### Selected passage:

------------------------------------------------

Soon after arriving at GCU, Majerle realized that even if college players have the will, they don’t have a pro-level basketball education. In every major sport there have been former star players who weren’t effective coaches because they had difficulty teaching things that came so easily to them, and Majerle admits he at first was surprised by the amount of teaching that was necessary.
“Coming from a pro background, you get used to guys knowing a lot and being very talented,” he said. “You tell them to do something, they usually figure out how to do it. The problem I had at the beginning with coaching is that I thought they knew more than they did — and they didn’t know anything.
“You get frustrated and think, ‘Why aren’t they doing this?’ or ‘Why can’t they see this?’ or ‘Why can’t they execute this?’ It’s because they don’t know. You’ve got to start right from Day 1 teaching and building it up and breaking it down and being very patient. But one thing I love about college is that they want to be good, they want to play hard and they’ll do anything for you.”
His memories of going head-to-head with Michael Jordan are a teaching tool as well. He has told his team that his work ethic earned him the right to cover the player considered the greatest ever.
“You can see why he was the player he was by the way he coaches and how much he cares and the attitude and mentality he brings every day,” said senior Ryan Majerle, who transferred to GCU in 2013 to play for his uncle.

------------------------------------------------

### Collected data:
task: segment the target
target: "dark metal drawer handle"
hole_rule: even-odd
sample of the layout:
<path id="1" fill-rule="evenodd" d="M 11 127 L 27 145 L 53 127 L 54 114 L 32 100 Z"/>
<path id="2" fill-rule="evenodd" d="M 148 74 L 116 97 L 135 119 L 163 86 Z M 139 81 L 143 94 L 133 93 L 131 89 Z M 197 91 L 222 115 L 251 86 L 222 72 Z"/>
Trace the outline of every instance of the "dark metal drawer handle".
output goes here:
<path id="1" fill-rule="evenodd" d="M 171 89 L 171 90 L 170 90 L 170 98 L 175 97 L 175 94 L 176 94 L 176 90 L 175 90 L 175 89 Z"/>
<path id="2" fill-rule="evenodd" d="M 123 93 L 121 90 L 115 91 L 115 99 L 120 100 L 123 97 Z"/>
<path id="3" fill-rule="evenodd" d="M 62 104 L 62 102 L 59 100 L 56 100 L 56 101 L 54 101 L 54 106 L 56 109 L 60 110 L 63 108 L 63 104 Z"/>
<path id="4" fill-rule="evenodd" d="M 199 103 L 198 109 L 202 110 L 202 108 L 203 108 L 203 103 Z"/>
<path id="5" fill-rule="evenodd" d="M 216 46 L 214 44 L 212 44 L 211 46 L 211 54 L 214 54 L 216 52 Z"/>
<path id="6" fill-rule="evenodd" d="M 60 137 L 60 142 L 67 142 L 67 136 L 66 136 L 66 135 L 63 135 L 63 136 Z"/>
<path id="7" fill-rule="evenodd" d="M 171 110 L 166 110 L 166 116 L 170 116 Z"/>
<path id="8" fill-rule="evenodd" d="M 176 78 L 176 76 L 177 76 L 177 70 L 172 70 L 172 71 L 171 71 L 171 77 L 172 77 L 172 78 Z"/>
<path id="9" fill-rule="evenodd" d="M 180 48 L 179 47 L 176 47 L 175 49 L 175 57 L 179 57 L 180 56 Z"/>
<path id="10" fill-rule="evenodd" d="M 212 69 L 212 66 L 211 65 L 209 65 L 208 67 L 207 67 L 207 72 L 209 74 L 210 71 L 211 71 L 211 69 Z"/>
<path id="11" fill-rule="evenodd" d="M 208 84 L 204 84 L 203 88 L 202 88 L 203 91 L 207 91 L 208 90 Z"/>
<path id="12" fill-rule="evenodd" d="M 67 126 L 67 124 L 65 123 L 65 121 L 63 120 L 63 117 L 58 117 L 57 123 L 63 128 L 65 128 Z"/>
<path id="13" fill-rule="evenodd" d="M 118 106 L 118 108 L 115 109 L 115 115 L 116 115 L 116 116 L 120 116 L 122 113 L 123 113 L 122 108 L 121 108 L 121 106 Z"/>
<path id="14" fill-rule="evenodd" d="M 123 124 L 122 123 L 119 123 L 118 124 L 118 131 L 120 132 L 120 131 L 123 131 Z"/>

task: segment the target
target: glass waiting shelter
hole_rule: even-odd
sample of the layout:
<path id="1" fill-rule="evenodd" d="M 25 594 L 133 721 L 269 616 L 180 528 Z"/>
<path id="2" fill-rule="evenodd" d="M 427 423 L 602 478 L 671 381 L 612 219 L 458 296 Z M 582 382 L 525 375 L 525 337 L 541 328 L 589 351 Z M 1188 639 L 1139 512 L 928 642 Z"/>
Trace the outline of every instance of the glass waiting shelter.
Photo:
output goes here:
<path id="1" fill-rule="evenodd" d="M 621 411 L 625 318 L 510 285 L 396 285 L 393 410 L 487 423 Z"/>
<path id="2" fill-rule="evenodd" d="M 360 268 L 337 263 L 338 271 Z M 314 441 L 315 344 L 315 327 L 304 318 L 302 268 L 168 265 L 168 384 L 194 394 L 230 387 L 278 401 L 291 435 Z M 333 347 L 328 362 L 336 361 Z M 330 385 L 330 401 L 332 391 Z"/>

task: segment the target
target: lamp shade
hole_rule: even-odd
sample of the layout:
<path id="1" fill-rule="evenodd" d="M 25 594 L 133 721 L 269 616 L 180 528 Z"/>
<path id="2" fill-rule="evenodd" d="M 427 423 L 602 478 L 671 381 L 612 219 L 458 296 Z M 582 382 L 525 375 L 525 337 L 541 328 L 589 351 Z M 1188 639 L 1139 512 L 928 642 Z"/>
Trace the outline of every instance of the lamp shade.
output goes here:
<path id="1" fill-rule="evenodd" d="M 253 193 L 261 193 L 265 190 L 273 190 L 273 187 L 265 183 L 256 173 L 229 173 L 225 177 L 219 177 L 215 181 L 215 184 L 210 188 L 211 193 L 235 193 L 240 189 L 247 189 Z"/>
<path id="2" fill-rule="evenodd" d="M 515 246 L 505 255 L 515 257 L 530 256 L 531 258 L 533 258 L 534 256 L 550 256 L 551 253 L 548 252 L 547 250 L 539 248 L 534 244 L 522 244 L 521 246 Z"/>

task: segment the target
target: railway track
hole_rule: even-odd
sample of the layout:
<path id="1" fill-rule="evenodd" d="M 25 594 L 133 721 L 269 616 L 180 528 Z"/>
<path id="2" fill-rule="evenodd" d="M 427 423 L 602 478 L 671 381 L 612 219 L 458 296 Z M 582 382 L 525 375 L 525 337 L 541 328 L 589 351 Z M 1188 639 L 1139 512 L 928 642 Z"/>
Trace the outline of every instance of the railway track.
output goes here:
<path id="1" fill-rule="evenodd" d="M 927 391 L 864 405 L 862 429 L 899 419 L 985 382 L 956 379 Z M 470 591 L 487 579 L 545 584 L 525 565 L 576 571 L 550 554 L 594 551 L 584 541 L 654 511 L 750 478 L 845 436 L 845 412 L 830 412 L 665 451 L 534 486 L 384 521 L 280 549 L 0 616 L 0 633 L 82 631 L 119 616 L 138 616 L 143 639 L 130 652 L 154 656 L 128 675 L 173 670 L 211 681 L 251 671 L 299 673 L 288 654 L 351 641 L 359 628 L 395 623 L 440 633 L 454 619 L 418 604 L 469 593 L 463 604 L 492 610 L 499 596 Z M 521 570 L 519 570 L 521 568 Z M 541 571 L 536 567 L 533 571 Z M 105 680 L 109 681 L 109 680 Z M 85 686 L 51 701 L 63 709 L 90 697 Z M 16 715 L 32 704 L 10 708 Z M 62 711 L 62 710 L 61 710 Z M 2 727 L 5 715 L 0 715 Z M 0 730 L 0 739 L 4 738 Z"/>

------------------------------------------------

### Study questions:
(a) Transcribe the Majerle coaching passage from "His memories of" to "for his uncle.".
(b) Write the next part of the Majerle coaching passage, starting after its last sentence.
The items have nothing to do with the Majerle coaching passage.

### Task results:
(a)
His memories of going head-to-head with Michael Jordan are a teaching tool as well. He has told his team that his work ethic earned him the right to cover the player considered the greatest ever.
“You can see why he was the player he was by the way he coaches and how much he cares and the attitude and mentality he brings every day,” said senior Ryan Majerle, who transferred to GCU in 2013 to play for his uncle.

(b)
And Uncle Dan can turn to Colangelo, a frequent visitor to practice and more of an influence than ever. He picks the brain of his former boss sometimes three times a week. “He’s not the kind of guy who’s going to say, ‘Here’s what you need to do.’ He’s going to say, ‘Here’s what I would do. Think about this, think about that, then make your own decision,’” Majerle said.
Majerle received a four-year contract extension last spring and said he loves coaching at GCU “even more than I thought I would.” The Lopes have finished third and then second in the Western Athletic Conference in his first two seasons, but he expects more — from himself as well as his team. It’s just how he’s built.
“It’s almost consumed what I do, but that’s been everything in my life,” he said. “Moderation is not for me. I’m either all in or all out. If I decide to do something, I’m going to do it all in. That’s how I played, that’s how I coach. That’s how I do anything.”
The Valley has watched its favorite son and favorite Sun grow up over the course of the last 27 years. Now Dan Majerle is a favorite Lope — and he wears that as a badge of honor, too.